EXERCISE DATA START

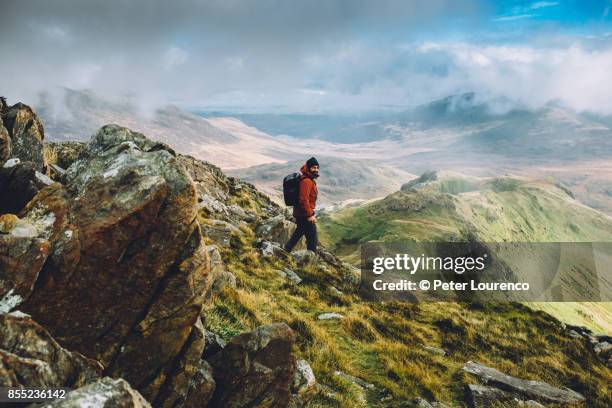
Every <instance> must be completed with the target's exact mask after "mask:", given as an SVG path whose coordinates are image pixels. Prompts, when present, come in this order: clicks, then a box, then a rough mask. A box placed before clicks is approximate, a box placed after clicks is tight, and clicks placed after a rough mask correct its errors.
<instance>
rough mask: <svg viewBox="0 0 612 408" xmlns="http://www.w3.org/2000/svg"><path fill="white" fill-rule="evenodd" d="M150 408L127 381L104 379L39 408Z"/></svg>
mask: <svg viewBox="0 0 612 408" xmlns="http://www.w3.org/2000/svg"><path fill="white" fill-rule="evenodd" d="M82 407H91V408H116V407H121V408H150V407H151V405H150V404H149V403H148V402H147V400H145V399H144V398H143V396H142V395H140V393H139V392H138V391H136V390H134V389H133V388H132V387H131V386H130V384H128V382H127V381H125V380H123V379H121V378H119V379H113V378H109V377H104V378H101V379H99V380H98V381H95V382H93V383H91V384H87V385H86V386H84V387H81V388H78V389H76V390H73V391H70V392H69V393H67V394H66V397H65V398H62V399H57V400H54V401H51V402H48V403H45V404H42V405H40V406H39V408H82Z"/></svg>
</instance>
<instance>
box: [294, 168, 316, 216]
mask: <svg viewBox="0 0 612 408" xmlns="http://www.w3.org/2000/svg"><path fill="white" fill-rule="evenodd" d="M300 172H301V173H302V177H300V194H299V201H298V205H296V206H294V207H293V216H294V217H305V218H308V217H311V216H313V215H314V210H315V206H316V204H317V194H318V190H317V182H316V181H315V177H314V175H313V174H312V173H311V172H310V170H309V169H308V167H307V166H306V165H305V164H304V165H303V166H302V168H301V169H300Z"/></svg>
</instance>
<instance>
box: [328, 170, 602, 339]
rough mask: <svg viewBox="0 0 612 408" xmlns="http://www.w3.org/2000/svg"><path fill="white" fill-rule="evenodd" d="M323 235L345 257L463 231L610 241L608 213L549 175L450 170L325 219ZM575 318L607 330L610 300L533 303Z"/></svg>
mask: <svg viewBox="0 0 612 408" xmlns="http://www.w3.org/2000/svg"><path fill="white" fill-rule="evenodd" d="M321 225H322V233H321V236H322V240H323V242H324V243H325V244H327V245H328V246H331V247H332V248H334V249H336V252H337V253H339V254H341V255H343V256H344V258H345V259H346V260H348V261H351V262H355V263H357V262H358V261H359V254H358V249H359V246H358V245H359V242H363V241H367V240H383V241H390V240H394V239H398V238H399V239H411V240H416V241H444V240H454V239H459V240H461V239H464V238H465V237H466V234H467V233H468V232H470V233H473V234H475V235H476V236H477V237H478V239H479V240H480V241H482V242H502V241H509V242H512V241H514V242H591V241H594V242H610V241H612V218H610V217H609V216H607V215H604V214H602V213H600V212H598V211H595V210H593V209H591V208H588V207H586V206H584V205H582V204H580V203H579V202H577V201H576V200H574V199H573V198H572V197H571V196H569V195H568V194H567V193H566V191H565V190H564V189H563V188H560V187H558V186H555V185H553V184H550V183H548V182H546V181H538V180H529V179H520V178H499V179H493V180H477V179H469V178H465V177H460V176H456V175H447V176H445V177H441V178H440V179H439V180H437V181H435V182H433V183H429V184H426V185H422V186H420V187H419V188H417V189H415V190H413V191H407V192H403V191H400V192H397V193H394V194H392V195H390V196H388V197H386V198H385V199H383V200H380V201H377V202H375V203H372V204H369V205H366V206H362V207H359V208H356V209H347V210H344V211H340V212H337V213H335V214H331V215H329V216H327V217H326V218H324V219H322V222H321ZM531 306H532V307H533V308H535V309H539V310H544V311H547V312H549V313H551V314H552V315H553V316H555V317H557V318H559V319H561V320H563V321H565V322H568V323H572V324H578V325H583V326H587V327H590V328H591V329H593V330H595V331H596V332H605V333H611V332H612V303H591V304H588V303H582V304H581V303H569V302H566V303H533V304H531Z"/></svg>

EXERCISE DATA END

_EXERCISE DETAILS_. Copy out verbatim the entries from their start up to and including the line containing "408L127 381L104 379L39", omitting the picture.

_PROBLEM SOLUTION_.
Every <instance> must be completed with the target's exact mask after "mask:", given as an SVG path whose coordinates are image pixels. Prompts, when present, come in this order: clicks, then a box, then a rough mask. A box placed before clicks is approximate, a box placed after clicks is tight, and clicks placed after a rough mask correct its errors.
<instance>
rough mask: <svg viewBox="0 0 612 408" xmlns="http://www.w3.org/2000/svg"><path fill="white" fill-rule="evenodd" d="M150 408L127 381L104 379L39 408Z"/></svg>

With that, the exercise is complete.